[start]
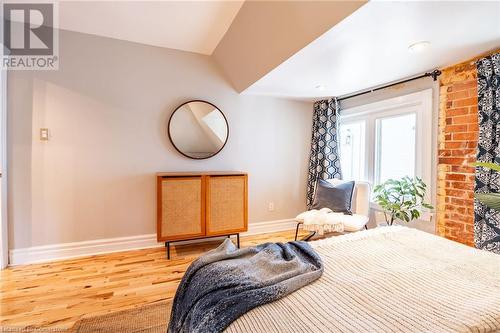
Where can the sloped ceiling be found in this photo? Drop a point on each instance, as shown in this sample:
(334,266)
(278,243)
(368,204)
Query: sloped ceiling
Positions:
[end]
Exercise instructions »
Copy the listing above word for word, keeping every line in its original order, and leave out the picture.

Task output »
Where can the sloped ceiling be found in this photo? Drop a point on each instance, as shown in this sample:
(334,266)
(278,243)
(368,204)
Query: sloped ceiling
Positions:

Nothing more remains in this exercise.